問題文:
撚線機についての本文で、スチールコード等の撚り線を製造する撚線機として一般に使用されていると書かれているのはどの型の撚線機ですか。

++++ 本文抜粋 ++++

説明

撚線機

【課題】短尺の撚り線を製造する撚線機の省スペース化および段替えの簡素化が可能な撚線機の提供。
【解決手段】1本のスチールワイヤW1を繰出しリール1から繰り出し、テンショナー2により張力を調整してくせ付け機構3に供給し、くせ付け機構3によりコード撚りのためのスパイラル状のくせ付けを施して、送り機構4により送り出し、そのくせ付けして送り出したスチールコードW2をカッター5で所定長さに切断し、切断したスチールコードW3を所定本数毎に投入機構6により回転異形ダイス7に投入して集合させ、回転異形ダイス7により撚り合わせつつ引取り機構8により引き取って、スチールコードCとして送り出すよう撚線機を構成する。

【発明の詳細な説明】
【技術分野】
【0001】
本発明は複数本の素線を撚り合わせて短尺の撚り線を製造する撚線機に関する。
【背景技術】
【0002】
タイヤ補強材等に使用するスチールコード等の撚り線を製造する撚線機として、チューブラー型撚線機やバンチャー型撚線機が一般に使用されている。これらチューブラー型やバンチャー型の撚線機は、複数本の素線を連続的に撚ってリールに巻き取り、その巻き取った長い撚り線を、例えばタイヤ成形の時に所定の長さに切って使用することを前提としたものである。

++++ データ一覧 ++++

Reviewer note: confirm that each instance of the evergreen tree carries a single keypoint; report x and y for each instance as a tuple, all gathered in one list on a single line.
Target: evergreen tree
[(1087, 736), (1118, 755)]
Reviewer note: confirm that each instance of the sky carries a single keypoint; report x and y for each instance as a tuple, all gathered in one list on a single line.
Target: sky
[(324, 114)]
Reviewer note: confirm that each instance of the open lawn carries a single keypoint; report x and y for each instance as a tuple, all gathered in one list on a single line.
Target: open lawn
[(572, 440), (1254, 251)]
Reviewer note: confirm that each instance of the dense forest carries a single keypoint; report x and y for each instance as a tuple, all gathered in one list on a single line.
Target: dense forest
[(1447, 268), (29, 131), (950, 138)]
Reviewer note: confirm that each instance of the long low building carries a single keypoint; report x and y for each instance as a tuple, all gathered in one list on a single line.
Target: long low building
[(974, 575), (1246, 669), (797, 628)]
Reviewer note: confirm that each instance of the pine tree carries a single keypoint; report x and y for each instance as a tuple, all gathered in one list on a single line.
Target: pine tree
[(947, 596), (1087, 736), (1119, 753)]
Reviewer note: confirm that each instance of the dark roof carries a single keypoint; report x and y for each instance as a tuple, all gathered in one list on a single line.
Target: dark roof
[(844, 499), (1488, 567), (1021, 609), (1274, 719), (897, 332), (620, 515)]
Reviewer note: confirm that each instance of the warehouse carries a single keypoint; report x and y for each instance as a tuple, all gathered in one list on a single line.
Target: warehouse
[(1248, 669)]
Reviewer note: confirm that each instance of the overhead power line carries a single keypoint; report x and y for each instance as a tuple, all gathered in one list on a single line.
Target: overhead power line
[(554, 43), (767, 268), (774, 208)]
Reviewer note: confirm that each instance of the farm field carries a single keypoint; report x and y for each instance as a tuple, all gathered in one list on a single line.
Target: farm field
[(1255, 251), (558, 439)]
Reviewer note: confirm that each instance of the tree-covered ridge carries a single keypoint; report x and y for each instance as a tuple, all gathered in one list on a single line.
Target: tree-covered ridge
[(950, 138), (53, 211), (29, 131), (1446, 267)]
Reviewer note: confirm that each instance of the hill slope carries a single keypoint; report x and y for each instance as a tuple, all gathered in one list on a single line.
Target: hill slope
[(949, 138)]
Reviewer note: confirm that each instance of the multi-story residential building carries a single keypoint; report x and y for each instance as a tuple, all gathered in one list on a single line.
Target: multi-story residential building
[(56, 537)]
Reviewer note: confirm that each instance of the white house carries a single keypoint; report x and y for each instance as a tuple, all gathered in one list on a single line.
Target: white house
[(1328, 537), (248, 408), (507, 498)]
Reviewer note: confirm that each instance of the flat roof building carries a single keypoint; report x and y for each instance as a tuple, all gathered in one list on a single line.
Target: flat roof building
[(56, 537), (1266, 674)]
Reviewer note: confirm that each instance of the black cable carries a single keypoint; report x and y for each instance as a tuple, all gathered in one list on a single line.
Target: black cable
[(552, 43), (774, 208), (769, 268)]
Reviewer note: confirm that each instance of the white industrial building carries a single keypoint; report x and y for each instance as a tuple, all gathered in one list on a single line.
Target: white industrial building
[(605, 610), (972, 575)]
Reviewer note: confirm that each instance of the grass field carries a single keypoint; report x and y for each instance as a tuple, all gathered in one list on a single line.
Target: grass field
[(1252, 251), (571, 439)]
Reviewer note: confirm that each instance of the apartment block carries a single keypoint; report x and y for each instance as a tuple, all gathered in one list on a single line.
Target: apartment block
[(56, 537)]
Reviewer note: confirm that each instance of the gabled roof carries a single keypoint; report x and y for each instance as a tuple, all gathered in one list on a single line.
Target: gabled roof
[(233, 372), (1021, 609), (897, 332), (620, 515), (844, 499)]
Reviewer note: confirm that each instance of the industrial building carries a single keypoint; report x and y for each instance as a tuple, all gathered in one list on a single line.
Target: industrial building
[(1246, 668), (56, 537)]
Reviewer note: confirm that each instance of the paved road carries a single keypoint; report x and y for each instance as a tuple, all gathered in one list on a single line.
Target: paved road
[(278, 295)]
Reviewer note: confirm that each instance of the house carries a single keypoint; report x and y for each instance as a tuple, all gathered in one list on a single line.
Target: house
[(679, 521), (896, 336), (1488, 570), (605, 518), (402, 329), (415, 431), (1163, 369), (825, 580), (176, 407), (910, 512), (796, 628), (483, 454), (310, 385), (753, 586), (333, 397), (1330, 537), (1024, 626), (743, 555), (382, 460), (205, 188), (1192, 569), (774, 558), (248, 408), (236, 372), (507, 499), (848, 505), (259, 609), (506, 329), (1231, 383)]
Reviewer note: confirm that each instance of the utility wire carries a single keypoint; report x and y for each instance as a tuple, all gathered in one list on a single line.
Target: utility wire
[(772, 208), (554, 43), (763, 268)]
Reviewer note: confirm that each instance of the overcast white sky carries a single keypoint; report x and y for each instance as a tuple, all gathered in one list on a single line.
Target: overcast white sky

++++

解答:
チューブラー型撚線機とバンチャー型撚線機です。